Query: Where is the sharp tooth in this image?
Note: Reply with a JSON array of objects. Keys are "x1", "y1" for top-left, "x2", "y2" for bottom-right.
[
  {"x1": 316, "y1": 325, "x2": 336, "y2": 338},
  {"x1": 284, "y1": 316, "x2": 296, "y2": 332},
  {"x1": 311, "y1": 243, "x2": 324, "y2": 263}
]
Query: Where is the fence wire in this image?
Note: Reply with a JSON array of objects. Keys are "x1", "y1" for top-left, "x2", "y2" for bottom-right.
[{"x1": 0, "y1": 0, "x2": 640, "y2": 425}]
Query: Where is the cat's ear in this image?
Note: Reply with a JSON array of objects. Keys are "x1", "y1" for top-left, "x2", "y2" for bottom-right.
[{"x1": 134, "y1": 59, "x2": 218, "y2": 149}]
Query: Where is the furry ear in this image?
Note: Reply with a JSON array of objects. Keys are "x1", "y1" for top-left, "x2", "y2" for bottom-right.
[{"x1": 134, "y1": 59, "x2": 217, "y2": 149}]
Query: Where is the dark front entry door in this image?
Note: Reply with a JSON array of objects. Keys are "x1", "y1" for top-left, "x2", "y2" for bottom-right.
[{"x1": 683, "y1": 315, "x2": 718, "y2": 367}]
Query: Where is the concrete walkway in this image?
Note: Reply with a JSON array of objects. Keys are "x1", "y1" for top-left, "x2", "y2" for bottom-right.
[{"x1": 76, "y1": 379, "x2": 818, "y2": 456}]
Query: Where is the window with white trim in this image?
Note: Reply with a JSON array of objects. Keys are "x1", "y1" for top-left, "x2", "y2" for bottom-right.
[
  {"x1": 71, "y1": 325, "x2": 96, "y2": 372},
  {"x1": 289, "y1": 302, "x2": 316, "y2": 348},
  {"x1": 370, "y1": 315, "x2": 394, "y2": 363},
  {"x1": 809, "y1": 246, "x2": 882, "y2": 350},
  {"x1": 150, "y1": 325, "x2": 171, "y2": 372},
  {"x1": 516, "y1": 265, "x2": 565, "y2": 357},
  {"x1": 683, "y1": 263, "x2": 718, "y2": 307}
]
-=-=-
* Aim: Write the data from above out again, exactly.

* Task solution:
Query: Where is the sharp tooth in this image?
Note: Reply with a JSON array of objects. Keys are "x1", "y1" for top-left, "x2", "y2" for bottom-right.
[
  {"x1": 316, "y1": 325, "x2": 336, "y2": 338},
  {"x1": 284, "y1": 316, "x2": 296, "y2": 332},
  {"x1": 311, "y1": 243, "x2": 324, "y2": 263}
]
Query: Where is the fence wire in this image?
Note: Reply with a JSON array of objects. Keys are "x1", "y1" for top-left, "x2", "y2" for bottom-right.
[{"x1": 0, "y1": 0, "x2": 640, "y2": 425}]
Query: Where is the cat's ear in this image?
Note: Reply with a JSON array of objects. Keys are "x1", "y1" for top-left, "x2", "y2" for bottom-right.
[{"x1": 134, "y1": 59, "x2": 218, "y2": 149}]
Query: Where is the furry ear in this image?
Note: Reply with a JSON array of objects. Keys are "x1", "y1" for top-left, "x2", "y2" for bottom-right.
[{"x1": 134, "y1": 59, "x2": 217, "y2": 149}]
Query: Where is the dark front entry door in this image?
Note: Reply with a JSON array of objects. Keys are "x1", "y1" for top-left, "x2", "y2" for bottom-right.
[{"x1": 683, "y1": 315, "x2": 718, "y2": 367}]
Query: Where is the concrete walkway in this image?
Note: Reply with a JSON array of objects. Keys are "x1", "y1" for top-left, "x2", "y2" for bottom-right.
[{"x1": 76, "y1": 379, "x2": 818, "y2": 456}]
Query: Where is the window with white trim in this image?
Note: Reply with a JSON array of objects. Keys are "x1", "y1" for top-left, "x2", "y2" for bottom-right.
[
  {"x1": 71, "y1": 325, "x2": 96, "y2": 372},
  {"x1": 289, "y1": 302, "x2": 316, "y2": 348},
  {"x1": 370, "y1": 315, "x2": 394, "y2": 363},
  {"x1": 809, "y1": 246, "x2": 882, "y2": 350},
  {"x1": 150, "y1": 325, "x2": 171, "y2": 372},
  {"x1": 516, "y1": 265, "x2": 565, "y2": 357},
  {"x1": 683, "y1": 263, "x2": 718, "y2": 307}
]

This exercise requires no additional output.